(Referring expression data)
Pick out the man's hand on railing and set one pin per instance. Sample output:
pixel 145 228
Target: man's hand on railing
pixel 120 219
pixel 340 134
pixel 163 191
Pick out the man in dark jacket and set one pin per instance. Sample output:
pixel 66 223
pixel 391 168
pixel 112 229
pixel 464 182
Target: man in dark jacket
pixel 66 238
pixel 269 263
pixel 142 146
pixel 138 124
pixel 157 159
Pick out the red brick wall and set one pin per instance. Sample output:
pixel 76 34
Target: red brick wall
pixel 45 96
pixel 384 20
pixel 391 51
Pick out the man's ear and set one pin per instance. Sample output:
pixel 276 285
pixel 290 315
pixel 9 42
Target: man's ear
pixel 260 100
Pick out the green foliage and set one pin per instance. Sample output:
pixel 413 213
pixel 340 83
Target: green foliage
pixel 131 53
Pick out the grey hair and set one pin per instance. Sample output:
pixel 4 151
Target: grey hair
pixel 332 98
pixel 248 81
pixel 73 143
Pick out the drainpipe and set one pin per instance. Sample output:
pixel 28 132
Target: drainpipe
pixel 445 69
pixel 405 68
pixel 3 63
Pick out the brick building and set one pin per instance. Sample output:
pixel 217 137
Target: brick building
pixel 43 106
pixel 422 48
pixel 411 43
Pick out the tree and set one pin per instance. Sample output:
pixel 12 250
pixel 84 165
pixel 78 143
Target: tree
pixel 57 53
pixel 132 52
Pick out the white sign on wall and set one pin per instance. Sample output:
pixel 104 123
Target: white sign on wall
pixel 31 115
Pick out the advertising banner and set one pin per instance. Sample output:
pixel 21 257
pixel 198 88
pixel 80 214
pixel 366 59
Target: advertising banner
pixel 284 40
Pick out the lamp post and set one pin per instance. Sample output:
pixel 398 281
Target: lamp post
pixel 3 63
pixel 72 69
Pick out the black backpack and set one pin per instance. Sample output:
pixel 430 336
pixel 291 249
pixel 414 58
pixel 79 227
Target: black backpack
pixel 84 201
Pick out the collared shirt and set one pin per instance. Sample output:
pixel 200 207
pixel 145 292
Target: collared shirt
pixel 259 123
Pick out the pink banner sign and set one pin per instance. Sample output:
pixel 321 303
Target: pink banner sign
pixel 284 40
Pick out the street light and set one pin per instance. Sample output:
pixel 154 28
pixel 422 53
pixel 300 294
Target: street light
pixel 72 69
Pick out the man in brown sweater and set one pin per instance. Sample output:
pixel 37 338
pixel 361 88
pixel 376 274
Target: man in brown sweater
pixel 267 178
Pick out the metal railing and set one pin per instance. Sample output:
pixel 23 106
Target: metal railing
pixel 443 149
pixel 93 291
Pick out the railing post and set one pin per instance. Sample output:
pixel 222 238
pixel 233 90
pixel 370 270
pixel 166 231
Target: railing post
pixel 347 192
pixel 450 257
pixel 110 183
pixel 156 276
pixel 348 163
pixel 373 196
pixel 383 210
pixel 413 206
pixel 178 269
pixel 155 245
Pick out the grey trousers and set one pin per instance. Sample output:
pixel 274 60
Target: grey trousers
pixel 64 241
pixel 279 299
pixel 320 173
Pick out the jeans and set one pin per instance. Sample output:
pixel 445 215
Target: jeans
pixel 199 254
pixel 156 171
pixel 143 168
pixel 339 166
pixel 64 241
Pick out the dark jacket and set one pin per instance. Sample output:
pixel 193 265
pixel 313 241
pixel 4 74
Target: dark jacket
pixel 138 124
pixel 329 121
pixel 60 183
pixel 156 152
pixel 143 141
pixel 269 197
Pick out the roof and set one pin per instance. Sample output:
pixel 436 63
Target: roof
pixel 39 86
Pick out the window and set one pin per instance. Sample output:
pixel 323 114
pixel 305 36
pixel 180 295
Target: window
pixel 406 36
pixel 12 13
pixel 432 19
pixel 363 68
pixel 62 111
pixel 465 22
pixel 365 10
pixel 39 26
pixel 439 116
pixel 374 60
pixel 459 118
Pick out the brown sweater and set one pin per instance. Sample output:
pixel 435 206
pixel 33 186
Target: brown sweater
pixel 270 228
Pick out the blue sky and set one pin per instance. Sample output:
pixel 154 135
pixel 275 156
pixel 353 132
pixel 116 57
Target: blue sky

_WHAT YOU SHOULD DO_: Wherever the word "blue" appears in the entries above, copy that line.

_REPLY_:
Pick out the blue sky and set one pin per instance. Sample output:
Target: blue sky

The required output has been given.